> _TASK STATEMENT_: Return the lines below exactly, starting with the line that contains "Expected behaviour: for every instance of the grassy" and stopping after the last line.

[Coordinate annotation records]

....

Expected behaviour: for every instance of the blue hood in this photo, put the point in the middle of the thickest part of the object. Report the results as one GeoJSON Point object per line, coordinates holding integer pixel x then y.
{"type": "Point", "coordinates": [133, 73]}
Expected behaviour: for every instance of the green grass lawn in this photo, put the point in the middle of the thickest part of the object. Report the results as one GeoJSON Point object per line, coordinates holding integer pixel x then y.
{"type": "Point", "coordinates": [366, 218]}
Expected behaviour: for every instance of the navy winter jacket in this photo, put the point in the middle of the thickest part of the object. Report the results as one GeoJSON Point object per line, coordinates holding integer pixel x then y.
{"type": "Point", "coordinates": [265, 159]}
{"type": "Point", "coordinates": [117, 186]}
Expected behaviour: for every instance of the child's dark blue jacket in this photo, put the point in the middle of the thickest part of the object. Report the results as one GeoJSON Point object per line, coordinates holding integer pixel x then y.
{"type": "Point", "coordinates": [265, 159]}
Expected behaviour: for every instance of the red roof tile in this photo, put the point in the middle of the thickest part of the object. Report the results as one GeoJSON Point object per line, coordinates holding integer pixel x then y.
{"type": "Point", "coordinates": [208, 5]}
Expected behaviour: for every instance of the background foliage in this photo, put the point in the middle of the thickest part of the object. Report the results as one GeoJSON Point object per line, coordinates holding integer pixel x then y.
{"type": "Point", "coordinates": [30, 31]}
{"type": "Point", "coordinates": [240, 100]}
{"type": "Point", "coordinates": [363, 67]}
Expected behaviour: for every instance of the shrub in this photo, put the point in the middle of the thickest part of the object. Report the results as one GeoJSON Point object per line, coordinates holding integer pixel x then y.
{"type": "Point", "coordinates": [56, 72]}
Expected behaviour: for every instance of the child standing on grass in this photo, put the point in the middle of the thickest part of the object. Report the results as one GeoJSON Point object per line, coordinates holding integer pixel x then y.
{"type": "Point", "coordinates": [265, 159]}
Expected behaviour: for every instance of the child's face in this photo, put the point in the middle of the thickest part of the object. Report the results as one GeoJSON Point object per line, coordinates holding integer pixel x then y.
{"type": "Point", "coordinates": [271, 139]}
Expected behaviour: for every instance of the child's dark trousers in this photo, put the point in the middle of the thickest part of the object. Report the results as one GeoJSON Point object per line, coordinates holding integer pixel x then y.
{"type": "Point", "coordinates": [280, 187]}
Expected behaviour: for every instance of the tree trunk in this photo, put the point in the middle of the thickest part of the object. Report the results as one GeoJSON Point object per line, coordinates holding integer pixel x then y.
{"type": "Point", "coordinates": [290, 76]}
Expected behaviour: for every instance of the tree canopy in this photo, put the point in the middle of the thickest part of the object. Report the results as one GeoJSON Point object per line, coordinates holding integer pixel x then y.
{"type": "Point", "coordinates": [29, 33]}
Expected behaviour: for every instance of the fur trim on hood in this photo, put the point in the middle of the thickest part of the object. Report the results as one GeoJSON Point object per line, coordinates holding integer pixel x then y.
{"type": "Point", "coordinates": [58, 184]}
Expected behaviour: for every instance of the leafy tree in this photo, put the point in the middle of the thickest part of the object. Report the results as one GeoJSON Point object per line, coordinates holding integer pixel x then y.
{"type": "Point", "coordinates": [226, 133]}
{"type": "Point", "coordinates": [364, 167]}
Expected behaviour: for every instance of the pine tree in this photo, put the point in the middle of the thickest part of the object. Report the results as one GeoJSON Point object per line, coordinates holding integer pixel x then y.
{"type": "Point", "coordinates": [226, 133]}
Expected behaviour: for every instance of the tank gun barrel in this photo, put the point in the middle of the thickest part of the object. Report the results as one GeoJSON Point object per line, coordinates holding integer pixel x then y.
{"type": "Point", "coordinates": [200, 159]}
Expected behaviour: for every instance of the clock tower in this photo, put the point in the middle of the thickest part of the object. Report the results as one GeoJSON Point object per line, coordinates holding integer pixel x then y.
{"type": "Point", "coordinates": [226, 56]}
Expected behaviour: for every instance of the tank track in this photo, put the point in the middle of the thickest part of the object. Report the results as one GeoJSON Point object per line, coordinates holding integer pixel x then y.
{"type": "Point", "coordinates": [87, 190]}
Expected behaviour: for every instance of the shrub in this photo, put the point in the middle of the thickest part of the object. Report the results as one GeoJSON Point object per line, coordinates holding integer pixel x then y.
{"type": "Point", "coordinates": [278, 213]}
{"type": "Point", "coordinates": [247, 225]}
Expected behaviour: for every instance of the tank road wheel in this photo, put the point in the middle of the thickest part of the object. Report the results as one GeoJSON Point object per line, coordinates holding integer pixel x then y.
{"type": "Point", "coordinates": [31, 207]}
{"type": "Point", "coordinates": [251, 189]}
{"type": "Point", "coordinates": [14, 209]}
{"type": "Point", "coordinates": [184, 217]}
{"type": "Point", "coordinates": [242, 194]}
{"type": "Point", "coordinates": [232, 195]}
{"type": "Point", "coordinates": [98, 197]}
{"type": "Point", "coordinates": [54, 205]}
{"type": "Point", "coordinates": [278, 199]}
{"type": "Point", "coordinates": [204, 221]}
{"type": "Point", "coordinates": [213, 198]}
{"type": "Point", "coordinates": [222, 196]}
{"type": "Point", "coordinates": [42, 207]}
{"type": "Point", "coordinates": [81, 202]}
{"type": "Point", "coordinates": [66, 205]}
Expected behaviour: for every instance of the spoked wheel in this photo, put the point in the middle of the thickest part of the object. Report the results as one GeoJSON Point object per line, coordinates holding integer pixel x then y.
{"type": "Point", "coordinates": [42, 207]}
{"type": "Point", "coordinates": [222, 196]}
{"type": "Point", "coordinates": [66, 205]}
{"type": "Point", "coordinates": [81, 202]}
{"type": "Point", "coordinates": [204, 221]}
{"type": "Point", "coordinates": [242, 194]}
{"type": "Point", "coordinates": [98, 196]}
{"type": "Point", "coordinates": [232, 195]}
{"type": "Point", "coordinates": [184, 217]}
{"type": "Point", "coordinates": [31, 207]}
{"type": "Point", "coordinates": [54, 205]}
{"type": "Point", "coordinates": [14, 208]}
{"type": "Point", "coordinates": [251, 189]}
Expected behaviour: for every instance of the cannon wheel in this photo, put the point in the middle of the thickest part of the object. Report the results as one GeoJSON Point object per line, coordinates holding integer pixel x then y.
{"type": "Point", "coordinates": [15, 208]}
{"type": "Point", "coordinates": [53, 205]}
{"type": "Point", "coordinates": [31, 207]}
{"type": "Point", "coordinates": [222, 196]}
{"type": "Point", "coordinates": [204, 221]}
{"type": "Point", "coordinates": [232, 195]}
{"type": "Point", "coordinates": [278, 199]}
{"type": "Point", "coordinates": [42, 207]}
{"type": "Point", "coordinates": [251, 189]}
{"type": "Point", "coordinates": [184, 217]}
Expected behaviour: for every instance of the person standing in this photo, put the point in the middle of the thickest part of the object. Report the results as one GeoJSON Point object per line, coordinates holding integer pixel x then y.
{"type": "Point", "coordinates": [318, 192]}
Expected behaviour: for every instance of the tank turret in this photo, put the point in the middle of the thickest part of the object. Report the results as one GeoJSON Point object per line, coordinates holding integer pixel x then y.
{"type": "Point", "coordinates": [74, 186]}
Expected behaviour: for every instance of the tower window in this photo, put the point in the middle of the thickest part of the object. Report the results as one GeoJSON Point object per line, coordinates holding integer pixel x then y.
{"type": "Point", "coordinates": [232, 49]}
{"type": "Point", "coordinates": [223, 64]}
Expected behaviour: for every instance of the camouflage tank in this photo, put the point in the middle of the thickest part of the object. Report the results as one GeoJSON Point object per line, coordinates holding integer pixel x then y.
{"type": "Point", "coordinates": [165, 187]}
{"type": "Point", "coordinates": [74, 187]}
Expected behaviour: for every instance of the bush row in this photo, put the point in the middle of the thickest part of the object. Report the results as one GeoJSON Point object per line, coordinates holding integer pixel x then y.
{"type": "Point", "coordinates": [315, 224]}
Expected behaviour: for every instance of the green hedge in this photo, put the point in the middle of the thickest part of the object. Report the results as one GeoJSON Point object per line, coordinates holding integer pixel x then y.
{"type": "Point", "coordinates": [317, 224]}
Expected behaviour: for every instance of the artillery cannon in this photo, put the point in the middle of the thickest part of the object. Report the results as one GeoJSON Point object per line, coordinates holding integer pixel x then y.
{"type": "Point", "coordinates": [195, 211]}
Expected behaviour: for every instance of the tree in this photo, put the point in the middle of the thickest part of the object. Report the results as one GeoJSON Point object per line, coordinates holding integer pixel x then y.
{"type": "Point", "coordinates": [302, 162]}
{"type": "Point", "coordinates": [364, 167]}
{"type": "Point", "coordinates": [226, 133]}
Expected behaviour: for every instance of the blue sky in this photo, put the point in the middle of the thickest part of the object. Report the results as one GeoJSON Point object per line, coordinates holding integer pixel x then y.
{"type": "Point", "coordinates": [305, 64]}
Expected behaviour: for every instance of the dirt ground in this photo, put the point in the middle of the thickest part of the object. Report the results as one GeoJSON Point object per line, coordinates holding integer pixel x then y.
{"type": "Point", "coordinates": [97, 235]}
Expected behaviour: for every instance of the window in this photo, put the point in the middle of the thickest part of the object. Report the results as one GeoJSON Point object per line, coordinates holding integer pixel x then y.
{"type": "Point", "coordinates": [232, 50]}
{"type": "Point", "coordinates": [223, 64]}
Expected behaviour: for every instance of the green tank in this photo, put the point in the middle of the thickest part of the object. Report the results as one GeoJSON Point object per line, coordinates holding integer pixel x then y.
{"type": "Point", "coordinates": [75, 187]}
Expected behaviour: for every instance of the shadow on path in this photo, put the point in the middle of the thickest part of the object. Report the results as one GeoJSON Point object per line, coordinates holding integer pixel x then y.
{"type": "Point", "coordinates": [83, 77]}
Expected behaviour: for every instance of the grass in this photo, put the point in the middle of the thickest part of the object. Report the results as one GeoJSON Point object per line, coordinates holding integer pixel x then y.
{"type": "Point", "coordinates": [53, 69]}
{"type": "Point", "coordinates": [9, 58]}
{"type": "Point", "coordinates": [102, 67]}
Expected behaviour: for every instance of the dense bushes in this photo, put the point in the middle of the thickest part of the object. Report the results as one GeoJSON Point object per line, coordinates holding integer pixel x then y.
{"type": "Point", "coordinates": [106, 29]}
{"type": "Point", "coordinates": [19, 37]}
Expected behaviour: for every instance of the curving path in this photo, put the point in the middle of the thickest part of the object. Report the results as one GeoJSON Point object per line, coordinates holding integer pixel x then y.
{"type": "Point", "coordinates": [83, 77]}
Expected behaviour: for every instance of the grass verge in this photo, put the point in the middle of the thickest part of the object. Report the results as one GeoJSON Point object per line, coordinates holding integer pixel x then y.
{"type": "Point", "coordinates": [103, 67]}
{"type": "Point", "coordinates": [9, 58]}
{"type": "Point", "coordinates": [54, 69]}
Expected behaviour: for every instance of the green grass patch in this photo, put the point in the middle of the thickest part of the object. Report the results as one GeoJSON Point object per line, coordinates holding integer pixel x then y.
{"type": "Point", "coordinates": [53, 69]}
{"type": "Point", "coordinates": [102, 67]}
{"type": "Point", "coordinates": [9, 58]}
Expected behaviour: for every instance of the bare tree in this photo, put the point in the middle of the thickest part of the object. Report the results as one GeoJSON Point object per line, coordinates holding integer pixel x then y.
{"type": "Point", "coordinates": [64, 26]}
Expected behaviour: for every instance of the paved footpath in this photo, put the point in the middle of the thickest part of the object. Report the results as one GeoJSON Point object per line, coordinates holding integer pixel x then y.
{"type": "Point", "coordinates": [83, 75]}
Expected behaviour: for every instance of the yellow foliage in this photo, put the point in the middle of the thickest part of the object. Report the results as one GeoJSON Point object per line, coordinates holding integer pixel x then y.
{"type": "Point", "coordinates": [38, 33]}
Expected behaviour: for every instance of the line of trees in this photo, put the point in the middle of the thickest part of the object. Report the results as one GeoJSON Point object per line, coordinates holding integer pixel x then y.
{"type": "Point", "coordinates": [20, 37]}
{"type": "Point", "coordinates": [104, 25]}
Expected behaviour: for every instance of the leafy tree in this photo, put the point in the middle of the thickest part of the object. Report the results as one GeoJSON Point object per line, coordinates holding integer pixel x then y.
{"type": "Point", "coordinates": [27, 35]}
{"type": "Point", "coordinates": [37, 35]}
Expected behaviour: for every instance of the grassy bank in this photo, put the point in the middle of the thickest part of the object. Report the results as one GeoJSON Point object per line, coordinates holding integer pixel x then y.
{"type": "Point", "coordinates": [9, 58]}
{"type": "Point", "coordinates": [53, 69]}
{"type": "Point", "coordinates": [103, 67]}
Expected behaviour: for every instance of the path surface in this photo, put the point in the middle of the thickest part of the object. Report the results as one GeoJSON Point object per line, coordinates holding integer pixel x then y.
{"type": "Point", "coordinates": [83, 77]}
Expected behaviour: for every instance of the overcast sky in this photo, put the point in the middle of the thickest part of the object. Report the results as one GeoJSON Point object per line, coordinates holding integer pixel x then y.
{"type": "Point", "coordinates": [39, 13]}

....

> _PROBLEM SOLUTION_:
Expected behaviour: for every instance of the grassy bank in this photo, put the point in the middle of the thickest part of the object. Report the results as one GeoJSON Point object per line, coordinates holding integer pixel x then y.
{"type": "Point", "coordinates": [9, 58]}
{"type": "Point", "coordinates": [53, 69]}
{"type": "Point", "coordinates": [103, 67]}
Expected behaviour: for every instance of the path surface in this photo, put the point in the middle of the thickest part of the object. Report the results as one GeoJSON Point object per line, coordinates holding integer pixel x then y.
{"type": "Point", "coordinates": [83, 77]}
Expected behaviour: for every instance of the overcast sky in this photo, put the point in the middle of the thickest part of the object. Report the results as one GeoJSON Point object per line, coordinates holding integer pixel x then y.
{"type": "Point", "coordinates": [39, 13]}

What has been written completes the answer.